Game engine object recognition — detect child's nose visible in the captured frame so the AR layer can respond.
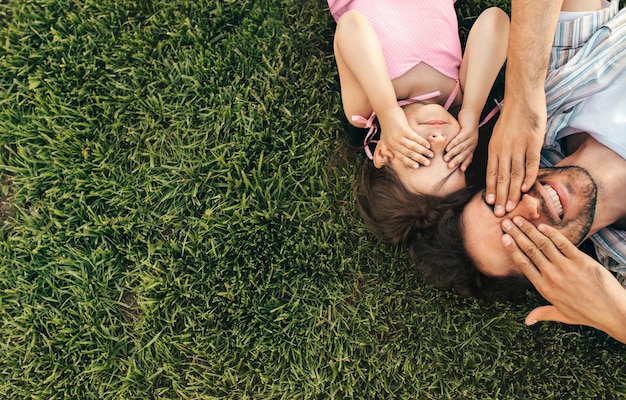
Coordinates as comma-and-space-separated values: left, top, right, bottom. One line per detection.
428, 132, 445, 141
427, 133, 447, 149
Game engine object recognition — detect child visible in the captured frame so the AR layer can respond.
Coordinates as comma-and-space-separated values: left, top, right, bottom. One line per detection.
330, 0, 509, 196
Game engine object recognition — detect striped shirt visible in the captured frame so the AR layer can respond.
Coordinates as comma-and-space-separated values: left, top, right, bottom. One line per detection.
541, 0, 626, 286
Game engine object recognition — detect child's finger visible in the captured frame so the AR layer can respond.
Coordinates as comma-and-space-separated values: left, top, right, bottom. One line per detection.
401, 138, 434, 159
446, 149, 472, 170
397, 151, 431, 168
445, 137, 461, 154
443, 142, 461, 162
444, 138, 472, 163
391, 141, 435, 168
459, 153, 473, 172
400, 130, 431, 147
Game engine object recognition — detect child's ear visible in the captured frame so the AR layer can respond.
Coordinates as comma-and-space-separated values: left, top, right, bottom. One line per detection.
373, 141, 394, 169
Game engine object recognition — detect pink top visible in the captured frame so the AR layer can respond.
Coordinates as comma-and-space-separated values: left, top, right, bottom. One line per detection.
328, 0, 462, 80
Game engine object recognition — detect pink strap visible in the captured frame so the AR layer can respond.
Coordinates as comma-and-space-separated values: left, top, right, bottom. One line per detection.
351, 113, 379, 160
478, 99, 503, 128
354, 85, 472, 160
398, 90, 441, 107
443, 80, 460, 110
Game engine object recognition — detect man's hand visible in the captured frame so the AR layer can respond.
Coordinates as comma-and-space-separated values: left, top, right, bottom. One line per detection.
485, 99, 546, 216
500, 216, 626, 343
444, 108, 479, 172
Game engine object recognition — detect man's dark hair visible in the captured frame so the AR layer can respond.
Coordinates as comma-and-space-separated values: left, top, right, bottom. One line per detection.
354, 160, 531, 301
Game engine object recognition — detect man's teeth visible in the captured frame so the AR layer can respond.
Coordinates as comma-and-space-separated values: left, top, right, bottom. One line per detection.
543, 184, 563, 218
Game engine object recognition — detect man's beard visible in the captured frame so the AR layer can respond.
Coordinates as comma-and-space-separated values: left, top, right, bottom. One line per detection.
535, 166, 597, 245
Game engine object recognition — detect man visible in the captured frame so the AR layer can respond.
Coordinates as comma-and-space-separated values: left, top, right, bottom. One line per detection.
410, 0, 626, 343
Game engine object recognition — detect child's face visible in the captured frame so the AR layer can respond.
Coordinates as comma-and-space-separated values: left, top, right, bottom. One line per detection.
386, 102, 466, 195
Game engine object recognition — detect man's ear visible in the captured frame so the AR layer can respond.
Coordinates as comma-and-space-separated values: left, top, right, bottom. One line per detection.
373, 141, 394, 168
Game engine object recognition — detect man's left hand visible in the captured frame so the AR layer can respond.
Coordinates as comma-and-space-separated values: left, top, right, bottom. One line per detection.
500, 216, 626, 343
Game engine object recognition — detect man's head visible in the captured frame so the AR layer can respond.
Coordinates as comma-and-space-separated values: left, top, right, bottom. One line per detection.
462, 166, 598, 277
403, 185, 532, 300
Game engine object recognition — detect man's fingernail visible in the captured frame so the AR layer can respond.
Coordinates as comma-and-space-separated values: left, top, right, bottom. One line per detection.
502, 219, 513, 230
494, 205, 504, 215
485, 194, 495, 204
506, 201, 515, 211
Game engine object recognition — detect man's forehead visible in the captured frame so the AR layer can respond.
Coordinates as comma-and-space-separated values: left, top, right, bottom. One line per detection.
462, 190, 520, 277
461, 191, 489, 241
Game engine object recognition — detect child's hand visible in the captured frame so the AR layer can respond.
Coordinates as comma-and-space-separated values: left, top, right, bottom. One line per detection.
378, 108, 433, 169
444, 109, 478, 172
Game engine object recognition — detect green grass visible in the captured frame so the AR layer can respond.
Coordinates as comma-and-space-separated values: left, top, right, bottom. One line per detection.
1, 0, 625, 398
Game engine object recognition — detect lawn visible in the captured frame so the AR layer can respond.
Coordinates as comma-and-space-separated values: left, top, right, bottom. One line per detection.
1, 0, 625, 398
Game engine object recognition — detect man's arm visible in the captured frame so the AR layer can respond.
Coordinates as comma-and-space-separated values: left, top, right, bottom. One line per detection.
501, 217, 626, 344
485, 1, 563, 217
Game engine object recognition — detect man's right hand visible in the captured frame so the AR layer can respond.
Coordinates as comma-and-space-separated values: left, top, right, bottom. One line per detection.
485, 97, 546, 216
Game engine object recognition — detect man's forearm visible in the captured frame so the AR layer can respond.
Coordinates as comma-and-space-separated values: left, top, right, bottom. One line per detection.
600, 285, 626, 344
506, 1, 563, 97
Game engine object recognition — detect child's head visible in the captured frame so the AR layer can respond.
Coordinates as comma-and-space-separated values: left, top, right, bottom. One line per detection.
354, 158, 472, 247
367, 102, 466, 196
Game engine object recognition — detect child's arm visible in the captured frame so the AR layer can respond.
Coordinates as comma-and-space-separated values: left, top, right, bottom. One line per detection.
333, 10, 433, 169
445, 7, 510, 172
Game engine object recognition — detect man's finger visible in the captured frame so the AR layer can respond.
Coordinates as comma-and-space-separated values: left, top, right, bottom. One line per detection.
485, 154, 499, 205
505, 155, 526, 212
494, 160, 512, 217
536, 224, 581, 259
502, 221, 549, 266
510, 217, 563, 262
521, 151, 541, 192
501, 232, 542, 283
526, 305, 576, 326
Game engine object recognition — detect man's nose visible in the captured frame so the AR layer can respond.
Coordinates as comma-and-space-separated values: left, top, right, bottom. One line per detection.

**YOUR ASSIGNMENT**
Set down precisely the lines above between the line holding "Game engine object recognition — detect man's head" and the line holding "Game engine object recognition — detect man's fingernail", inclusive, and nothing beyond them.

**WRITTEN SOLUTION**
Game engine object recognition — detect man's head visible in the captured frame so the AR layer can respond.
Coordinates as comma-and-space-separated values: left, top, right, bottom. One line per detection.
462, 166, 598, 277
403, 185, 532, 300
Game engine object recognition — detect man's fingernail visible in the captured frame so the AR layer can respond.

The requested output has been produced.